## Requirements
Output all of the data below exactly as given.

Items listed in a dataset
════════

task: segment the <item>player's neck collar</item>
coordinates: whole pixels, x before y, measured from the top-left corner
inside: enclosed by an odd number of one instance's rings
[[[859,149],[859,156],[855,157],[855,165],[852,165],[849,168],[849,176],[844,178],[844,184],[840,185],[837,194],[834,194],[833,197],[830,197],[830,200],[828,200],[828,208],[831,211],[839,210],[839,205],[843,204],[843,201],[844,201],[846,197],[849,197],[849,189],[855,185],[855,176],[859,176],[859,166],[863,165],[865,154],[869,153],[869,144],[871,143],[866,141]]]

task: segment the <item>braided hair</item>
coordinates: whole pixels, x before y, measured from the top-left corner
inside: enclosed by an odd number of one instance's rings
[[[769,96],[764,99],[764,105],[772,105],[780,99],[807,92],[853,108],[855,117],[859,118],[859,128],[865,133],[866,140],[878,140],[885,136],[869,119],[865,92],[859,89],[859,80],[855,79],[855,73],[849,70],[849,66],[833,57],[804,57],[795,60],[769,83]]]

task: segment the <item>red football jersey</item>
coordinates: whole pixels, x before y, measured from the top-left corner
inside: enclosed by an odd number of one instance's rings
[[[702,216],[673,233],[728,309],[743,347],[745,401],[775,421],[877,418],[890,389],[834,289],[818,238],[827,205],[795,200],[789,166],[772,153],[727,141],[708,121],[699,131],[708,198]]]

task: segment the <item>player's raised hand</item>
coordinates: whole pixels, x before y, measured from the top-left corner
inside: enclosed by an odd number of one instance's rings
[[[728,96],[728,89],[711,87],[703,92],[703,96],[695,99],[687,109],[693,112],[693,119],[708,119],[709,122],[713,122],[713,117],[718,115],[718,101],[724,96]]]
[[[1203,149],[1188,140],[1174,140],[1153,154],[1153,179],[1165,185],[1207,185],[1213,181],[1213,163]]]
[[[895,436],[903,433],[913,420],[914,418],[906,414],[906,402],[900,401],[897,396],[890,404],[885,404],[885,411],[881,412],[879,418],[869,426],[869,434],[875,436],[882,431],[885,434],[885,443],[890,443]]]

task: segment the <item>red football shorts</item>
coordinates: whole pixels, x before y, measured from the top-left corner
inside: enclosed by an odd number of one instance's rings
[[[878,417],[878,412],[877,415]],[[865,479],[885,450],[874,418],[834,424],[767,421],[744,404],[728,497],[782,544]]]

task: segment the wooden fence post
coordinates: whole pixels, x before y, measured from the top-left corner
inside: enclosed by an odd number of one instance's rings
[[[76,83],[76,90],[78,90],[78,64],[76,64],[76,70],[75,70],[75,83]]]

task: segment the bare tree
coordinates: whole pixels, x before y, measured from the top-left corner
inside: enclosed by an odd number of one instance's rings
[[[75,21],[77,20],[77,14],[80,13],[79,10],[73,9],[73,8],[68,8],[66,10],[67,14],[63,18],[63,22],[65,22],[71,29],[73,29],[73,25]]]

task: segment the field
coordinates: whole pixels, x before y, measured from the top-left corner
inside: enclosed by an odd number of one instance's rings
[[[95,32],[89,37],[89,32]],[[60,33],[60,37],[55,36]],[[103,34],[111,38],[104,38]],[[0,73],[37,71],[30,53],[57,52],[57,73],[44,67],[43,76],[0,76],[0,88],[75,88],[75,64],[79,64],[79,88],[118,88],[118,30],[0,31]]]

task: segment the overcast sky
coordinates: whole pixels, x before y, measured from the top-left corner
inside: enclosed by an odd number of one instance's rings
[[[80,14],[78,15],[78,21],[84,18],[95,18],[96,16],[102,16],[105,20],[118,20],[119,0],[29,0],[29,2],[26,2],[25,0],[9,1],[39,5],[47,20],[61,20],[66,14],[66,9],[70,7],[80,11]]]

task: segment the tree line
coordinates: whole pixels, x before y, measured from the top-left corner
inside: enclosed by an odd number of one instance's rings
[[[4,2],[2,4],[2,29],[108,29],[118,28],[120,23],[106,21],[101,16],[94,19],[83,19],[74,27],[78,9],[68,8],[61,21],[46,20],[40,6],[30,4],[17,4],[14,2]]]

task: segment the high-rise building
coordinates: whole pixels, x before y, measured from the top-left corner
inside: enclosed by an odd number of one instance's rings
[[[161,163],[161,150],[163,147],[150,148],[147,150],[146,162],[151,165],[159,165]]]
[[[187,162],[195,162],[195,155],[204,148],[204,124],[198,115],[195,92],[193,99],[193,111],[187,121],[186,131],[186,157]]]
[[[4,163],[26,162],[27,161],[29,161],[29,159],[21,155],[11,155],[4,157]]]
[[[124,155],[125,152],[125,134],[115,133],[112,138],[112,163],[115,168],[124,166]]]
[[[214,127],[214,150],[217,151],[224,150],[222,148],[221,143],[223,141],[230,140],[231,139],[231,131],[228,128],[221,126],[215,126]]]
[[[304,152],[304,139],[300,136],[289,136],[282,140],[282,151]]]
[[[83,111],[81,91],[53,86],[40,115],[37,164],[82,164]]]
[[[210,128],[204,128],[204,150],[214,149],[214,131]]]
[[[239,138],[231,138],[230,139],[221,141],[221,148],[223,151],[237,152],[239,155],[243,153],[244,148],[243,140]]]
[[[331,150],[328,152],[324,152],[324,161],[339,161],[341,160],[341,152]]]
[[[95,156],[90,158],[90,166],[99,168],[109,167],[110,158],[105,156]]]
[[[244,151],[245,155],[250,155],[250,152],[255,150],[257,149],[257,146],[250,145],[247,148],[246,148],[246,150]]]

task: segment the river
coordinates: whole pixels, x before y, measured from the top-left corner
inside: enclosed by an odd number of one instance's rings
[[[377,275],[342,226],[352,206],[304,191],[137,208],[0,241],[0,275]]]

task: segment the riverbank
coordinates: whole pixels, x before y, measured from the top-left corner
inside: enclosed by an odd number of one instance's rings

════════

## Result for this task
task: segment the <item>player's neck collar</item>
coordinates: whole pixels, x before y, measured from the top-left corner
inside: enclosed by an odd number of one instance's rings
[[[859,149],[859,156],[855,157],[855,165],[852,165],[849,168],[849,176],[844,178],[844,184],[840,185],[837,194],[834,194],[833,197],[830,197],[830,200],[828,200],[828,208],[831,211],[839,210],[839,205],[843,204],[843,201],[844,201],[846,197],[849,197],[849,189],[855,185],[855,176],[859,176],[859,166],[863,165],[865,154],[869,153],[869,144],[871,143],[866,141]]]

task: segment the <item>braided hair</item>
coordinates: whole pixels, x before y, measured from the top-left corner
inside: enclosed by an odd number of one instance's rings
[[[769,96],[764,99],[764,105],[772,105],[780,99],[807,92],[853,108],[855,117],[859,118],[859,128],[865,133],[866,140],[878,140],[885,136],[869,119],[865,92],[859,89],[859,80],[855,79],[855,73],[849,70],[849,66],[833,57],[804,57],[795,60],[769,83]]]

task: segment the <item>red football jersey</item>
coordinates: whole pixels, x before y, measured from the top-left corner
inside: enclosed by an odd number of one instance's rings
[[[702,216],[673,233],[728,309],[743,347],[745,401],[775,421],[877,418],[890,389],[834,289],[818,238],[827,205],[795,200],[789,166],[772,153],[727,141],[708,121],[699,131],[708,198]]]

task: segment the <item>player's raised hand</item>
coordinates: whole pixels, x before y, measured from the top-left corner
inside: enclosed by an odd number of one instance's rings
[[[728,96],[728,89],[711,87],[703,92],[703,96],[695,99],[687,109],[693,112],[693,119],[708,119],[709,122],[713,122],[713,117],[718,115],[718,101],[724,96]]]
[[[1203,149],[1188,140],[1174,140],[1153,154],[1153,179],[1165,185],[1207,185],[1213,181],[1213,163]]]
[[[895,436],[903,433],[913,420],[914,418],[906,414],[906,402],[900,401],[897,396],[890,404],[885,404],[885,411],[881,412],[879,418],[869,426],[869,434],[875,436],[882,431],[885,434],[885,443],[890,443]]]

task: segment the <item>red football shorts</item>
coordinates: whole pixels, x before y, measured from the top-left corner
inside: enclosed by an odd number of one instance's rings
[[[878,417],[878,412],[877,415]],[[865,479],[885,450],[874,418],[834,424],[767,421],[744,404],[728,497],[782,544]]]

task: segment the wooden fence post
coordinates: whole pixels, x before y, measured from the top-left corner
inside: enclosed by an odd number of one instance's rings
[[[76,83],[76,90],[78,90],[78,64],[76,64],[76,70],[75,70],[75,83]]]

task: segment the bare tree
coordinates: whole pixels, x before y, measured from the top-left corner
inside: enclosed by an odd number of one instance's rings
[[[75,21],[77,20],[77,14],[80,13],[79,10],[73,9],[73,8],[68,8],[66,10],[67,14],[63,18],[63,22],[65,22],[71,29],[73,29],[73,25]]]

task: segment the field
coordinates: whole pixels, x before y, measured from the top-left corner
inside: enclosed by an odd number of one instance's rings
[[[95,32],[89,37],[89,32]],[[60,33],[60,37],[55,36]],[[103,34],[111,38],[104,38]],[[0,73],[37,71],[30,53],[57,52],[57,73],[44,67],[43,76],[0,76],[0,88],[75,88],[75,64],[79,64],[79,88],[118,88],[118,30],[0,31]]]

task: segment the overcast sky
coordinates: whole pixels, x before y, measured from the top-left corner
inside: enclosed by an odd number of one instance's rings
[[[80,14],[78,15],[78,21],[84,18],[95,18],[96,16],[102,16],[105,20],[118,20],[119,0],[29,0],[29,2],[26,2],[25,0],[9,1],[39,5],[47,20],[61,20],[66,14],[66,9],[70,7],[80,11]]]

task: segment the tree line
coordinates: whole pixels, x before y, measured from the top-left corner
inside: enclosed by an odd number of one instance's rings
[[[4,2],[2,4],[2,29],[108,29],[118,28],[120,23],[106,21],[101,16],[94,19],[83,19],[74,27],[78,9],[68,8],[61,21],[46,20],[40,6],[30,4],[17,4],[14,2]]]

task: segment the high-rise building
coordinates: whole pixels, x before y, measured from the top-left corner
inside: enclosed by an odd number of one instance's rings
[[[161,163],[161,150],[163,147],[150,148],[147,150],[146,162],[151,165],[159,165]]]
[[[187,162],[195,162],[195,155],[204,148],[204,124],[198,115],[195,92],[193,99],[193,111],[187,121],[186,131],[186,157]]]
[[[4,163],[26,162],[27,161],[29,161],[29,159],[21,155],[11,155],[4,157]]]
[[[124,155],[125,152],[125,134],[115,133],[112,138],[112,163],[115,168],[124,166]]]
[[[214,127],[214,150],[217,151],[224,150],[222,148],[221,143],[223,141],[230,140],[231,139],[231,131],[228,128],[221,126],[215,126]]]
[[[304,152],[304,139],[300,136],[289,136],[282,140],[282,151]]]
[[[83,111],[81,91],[53,86],[40,115],[37,164],[82,164]]]
[[[210,128],[204,128],[204,150],[214,149],[214,131]]]
[[[239,138],[231,138],[230,139],[221,141],[221,148],[223,151],[237,152],[239,155],[243,153],[244,148],[243,140]]]
[[[331,150],[328,152],[324,152],[324,161],[339,161],[341,160],[341,152]]]
[[[95,156],[90,158],[90,166],[99,168],[109,167],[110,158],[105,156]]]
[[[244,151],[245,155],[250,155],[250,152],[255,150],[257,149],[257,146],[250,145],[247,148],[246,148],[246,150]]]

task: segment the river
coordinates: whole pixels, x before y, measured from the top-left corner
inside: enclosed by an odd number of one instance's rings
[[[377,275],[342,226],[352,206],[304,191],[137,208],[0,241],[0,275]]]

task: segment the riverbank
coordinates: whole pixels, x before y, measured from the top-left corner
inside: enclosed by an odd number of one instance's rings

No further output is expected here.